## [WRITTEN EXERCISE]
From the records below, pull out every line that contains the string "woman", and copy each of those lines in full.

[Items drawn from a dataset]
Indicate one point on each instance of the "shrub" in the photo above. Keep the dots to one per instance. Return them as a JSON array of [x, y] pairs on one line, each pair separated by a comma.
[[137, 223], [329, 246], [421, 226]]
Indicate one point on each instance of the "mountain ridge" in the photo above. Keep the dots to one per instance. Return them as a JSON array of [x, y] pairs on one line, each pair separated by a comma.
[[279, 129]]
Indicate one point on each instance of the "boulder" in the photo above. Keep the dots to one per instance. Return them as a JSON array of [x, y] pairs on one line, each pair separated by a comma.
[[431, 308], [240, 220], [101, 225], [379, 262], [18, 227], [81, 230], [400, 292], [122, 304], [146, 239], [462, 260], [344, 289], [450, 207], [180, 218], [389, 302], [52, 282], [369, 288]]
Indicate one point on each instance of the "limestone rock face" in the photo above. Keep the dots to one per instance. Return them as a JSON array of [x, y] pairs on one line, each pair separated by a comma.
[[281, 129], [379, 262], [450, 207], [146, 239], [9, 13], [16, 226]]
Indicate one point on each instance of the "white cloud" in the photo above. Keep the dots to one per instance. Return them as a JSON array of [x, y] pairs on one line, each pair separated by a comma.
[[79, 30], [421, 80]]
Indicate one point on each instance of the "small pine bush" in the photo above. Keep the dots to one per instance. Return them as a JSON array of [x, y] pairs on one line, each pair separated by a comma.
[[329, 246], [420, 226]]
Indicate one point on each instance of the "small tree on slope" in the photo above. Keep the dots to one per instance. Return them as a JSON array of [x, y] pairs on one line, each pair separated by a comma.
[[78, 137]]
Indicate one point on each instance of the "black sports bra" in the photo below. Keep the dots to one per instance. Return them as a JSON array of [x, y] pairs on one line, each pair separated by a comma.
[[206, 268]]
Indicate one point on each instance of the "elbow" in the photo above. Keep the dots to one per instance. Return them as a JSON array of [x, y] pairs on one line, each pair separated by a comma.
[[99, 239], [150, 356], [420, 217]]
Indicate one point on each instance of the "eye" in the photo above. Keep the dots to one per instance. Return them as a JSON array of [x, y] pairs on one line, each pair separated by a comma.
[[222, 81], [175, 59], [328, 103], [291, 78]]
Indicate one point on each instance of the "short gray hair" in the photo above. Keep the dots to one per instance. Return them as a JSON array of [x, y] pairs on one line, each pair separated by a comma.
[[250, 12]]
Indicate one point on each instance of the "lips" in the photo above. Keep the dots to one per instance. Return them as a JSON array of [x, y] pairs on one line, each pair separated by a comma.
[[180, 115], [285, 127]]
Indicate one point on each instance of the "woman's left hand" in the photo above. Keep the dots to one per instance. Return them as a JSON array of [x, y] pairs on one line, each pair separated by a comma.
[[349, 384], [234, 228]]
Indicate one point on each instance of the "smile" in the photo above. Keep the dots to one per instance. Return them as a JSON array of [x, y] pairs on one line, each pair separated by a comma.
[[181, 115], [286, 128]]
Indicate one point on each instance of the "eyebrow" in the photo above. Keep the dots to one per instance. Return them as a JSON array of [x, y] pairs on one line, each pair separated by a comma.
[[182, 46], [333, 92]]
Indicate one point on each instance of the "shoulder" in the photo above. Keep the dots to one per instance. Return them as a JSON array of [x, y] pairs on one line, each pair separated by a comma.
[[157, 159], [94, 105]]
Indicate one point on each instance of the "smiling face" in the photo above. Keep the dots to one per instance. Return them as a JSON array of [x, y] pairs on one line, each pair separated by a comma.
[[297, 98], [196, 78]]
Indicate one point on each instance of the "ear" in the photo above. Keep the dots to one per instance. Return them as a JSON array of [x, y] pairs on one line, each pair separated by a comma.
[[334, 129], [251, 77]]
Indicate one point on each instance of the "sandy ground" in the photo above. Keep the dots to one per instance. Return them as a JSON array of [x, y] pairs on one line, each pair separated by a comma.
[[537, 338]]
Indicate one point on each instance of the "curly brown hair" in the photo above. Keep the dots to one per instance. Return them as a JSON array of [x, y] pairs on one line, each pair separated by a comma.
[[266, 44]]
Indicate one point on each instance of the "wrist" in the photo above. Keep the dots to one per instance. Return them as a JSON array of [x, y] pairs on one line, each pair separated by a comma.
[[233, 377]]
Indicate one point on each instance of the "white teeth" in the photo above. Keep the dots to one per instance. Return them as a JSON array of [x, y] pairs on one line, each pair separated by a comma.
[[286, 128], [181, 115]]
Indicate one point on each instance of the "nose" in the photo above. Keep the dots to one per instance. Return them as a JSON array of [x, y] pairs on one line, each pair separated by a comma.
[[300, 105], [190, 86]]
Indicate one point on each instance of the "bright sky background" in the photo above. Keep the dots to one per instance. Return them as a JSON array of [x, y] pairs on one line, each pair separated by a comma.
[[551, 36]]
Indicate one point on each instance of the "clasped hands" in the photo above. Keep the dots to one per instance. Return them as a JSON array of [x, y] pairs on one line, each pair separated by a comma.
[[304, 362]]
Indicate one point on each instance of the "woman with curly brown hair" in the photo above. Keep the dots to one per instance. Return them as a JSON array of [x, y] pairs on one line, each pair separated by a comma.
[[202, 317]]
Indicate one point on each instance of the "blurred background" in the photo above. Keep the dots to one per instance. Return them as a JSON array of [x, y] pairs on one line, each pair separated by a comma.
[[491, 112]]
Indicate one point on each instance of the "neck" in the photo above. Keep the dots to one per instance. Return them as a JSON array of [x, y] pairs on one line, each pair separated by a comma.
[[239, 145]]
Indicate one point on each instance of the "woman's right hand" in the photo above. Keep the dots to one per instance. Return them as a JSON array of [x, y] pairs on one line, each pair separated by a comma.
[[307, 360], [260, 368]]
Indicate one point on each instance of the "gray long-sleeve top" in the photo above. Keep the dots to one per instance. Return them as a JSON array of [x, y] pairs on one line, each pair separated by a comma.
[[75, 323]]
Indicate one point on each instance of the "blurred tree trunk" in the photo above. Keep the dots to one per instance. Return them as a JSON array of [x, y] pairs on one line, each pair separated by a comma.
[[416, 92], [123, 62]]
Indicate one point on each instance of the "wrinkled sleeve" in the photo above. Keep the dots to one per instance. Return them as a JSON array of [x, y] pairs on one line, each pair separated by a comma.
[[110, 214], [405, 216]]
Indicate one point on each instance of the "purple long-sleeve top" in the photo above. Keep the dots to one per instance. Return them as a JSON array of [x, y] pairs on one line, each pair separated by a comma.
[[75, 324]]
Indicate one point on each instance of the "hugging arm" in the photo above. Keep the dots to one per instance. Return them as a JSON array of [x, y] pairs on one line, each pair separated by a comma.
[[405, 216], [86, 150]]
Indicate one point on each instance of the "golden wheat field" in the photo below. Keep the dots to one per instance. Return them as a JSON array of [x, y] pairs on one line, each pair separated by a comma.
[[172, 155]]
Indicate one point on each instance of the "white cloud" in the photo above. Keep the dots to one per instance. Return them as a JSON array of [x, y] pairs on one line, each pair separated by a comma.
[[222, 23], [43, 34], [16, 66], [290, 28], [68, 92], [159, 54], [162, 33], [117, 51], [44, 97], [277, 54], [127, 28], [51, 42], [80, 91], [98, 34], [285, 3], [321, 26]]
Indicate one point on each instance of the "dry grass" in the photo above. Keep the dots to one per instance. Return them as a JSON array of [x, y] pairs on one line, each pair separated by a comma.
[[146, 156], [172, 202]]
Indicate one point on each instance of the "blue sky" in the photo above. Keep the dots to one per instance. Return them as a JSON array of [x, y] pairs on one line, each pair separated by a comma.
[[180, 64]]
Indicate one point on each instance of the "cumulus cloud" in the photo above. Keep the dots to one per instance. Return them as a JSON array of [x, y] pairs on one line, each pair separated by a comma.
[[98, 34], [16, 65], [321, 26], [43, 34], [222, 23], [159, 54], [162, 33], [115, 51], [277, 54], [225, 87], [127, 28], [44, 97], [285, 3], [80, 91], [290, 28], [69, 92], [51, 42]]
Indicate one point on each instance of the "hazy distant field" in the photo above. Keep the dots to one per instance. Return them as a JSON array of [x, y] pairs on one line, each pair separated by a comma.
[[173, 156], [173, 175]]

## [CORRECT OUTPUT]
Indicate one point on each instance of the "woman's left hand" in the photo above. Keep the dots to one per instance. Return them as a JSON array of [x, y] pairs on one line, each pair separated by a comma.
Indicate one point on each instance of the "woman with curly brown hair" in the photo above. Keep the dots to one per instance. Return them as a JSON array of [x, y] pairs on one line, each pair separated by a comma.
Indicate one point on each instance of the "woman's right hand" in the photo above. Keep the dots to one per instance. Return them as a JSON array of [x, y] pairs on one line, each pair separated by a comma.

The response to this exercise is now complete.